QUOTED TEXT ::
★ ★ ★

Studio album by Slade
- Released: 1 October 1979
- Recorded: 1979
- Genre: Hard rock
- Length: 33:48
- Label: Barn
- Producer: Slade

Slade chronology
| Slade Alive, Vol. 2 (1978) | Return to Base (1979) | Slade Smashes! (1980) |

Singles from Return to Base
- "Ginny, Ginny" Released: 18 May 1979; "Sign of the Times (UK only)" Released: October 1979; "I'm a Rocker (Belgium only)" Released: 12 March 1980;

= Return to Base =

Return to Base is the eighth studio album by the British rock group Slade. It was released on 1 October 1979 by Barn Records, and did not enter any national album charts. At the time of the album's release, the band's success had waned and were receiving little fortune. Forced to play at small halls and clubs around the UK, the only income they were reliant on was Noddy Holder and Jim Lea's songwriting royalties. Their recent singles had sold poorly and they were no longer drawing in large audiences. Prior to their last-minute call up for the 1980 Reading Festival, they were on the verge of disbanding.

The band's previous album, Whatever Happened to Slade (1977), featured a "straight" hard rock sound, dropping the band's glam rock image, and despite critical acclaim, had brought the band little commercial fortune. Return to Base was conceived as a continuation of the band's sound, and an attempt to raise the band's fortune. The band aimed to record twenty songs, with the best eleven being put onto the album. In the 1979 July–August fan club magazine, drummer Don Powell confirmed that seventeen tracks had been recorded at the time. However, while the critical reaction to the album was generally positive, the album sold poorly, something partially blamed on Barn Records, who only pressed a total 3,500 copies of the album's lead single "Ginny, Ginny", virtually guaranteeing its failure to enter the charts. Even the single that followed, "Sign of the Times", failed to chart and most copies which were left were melted down.

Some of the tracks from Return to Base re-appeared on Slade's 1981 album We'll Bring the House Down, released following their successful appearance at the Reading Festival in 1980. The remainder tracks from Return to Base were included as bonus tracks on the 2007 "Feel the Noize" remaster of We'll Bring The House Down. As such, the album was the band's only album not to be included in the series of remastered releases.

==Background==

Slade performing live in 1977.

★ ★ ★

SUPPLIED DATA ::
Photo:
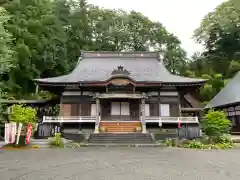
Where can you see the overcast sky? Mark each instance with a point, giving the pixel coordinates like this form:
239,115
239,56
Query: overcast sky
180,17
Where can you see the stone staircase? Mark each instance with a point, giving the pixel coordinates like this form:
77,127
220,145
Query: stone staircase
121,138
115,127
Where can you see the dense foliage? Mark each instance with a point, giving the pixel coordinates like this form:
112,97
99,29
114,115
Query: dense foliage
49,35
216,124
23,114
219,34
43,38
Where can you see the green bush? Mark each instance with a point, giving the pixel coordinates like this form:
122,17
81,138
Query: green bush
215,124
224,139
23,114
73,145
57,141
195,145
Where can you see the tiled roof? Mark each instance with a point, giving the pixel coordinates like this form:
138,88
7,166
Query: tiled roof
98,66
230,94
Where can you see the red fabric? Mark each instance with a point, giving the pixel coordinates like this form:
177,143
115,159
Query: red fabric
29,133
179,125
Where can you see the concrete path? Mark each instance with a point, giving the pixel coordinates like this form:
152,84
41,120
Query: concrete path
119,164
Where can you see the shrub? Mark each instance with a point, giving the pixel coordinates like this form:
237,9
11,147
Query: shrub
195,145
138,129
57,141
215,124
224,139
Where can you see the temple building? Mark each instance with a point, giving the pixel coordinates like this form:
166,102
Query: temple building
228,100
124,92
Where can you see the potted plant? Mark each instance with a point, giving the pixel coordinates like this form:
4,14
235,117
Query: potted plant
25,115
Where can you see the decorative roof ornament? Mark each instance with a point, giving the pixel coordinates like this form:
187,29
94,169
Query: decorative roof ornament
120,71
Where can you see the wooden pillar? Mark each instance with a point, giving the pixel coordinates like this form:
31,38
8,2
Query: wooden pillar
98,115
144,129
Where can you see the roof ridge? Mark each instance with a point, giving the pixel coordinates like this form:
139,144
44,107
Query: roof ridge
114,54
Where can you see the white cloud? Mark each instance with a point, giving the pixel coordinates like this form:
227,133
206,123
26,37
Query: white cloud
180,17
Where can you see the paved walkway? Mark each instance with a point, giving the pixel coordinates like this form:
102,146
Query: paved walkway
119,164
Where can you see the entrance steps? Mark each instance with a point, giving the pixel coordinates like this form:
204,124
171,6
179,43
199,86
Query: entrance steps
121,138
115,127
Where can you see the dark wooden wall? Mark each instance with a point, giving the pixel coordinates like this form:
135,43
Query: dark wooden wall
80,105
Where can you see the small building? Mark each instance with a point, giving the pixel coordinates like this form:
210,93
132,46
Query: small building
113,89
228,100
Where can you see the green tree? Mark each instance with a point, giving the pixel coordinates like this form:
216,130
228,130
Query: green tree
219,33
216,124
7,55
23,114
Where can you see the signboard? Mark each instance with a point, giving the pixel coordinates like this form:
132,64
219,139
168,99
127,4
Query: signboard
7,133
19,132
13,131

★ ★ ★

DIRECTIONS ::
**a)** From the Return to Base article, extract the passage from "Slade chronology" up to and including "verge of disbanding.", word for word.
**b)** Carry on the Return to Base article from the point where it stops.

ANSWERS ::
**a)**
Slade chronology
| Slade Alive, Vol. 2 (1978) | Return to Base (1979) | Slade Smashes! (1980) |

Singles from Return to Base
- "Ginny, Ginny" Released: 18 May 1979; "Sign of the Times (UK only)" Released: October 1979; "I'm a Rocker (Belgium only)" Released: 12 March 1980;

= Return to Base =

Return to Base is the eighth studio album by the British rock group Slade. It was released on 1 October 1979 by Barn Records, and did not enter any national album charts. At the time of the album's release, the band's success had waned and were receiving little fortune. Forced to play at small halls and clubs around the UK, the only income they were reliant on was Noddy Holder and Jim Lea's songwriting royalties. Their recent singles had sold poorly and they were no longer drawing in large audiences. Prior to their last-minute call up for the 1980 Reading Festival, they were on the verge of disbanding.

**b)**
Having returned to the UK from the United States in August 1976, Slade found themselves out-of-favour at the time of the UK's Punk rock explosion. The band's 1977 album Whatever Happened to Slade proved a commercial failure while their tour that spring had shown that they could no longer fill large venues. Slade's waning success soon led to the band taking any gig they could. They found themselves playing small venues, mainly universities and clubs. The band's tours often ran at a loss, with the band having to bring their own PA and lightshow. Bassist Jim Lea, however, was unfazed. "I still thought the band was great," he told Chris Charlesworth in 1983, "We were playing as well if not better than we ever had... now we had something to prove again."

Despite being successful at filling small venues for their live performances, the band's new records were barely selling. With the band's new output no longer being released on Polydor Records but instead on manager Chas Chandlers' label Barn records, singles such as "Burning in the Heat of Love", "Give Us a Goal", "Rock 'n' Roll Bolero" and "Ginny, Ginny" were all chart failures. Even the band's second live album Slade Alive, Vol. 2 (1978), the sequel to their critically acclaimed and commercially successful Slade Alive! (1972), was a commercial failure.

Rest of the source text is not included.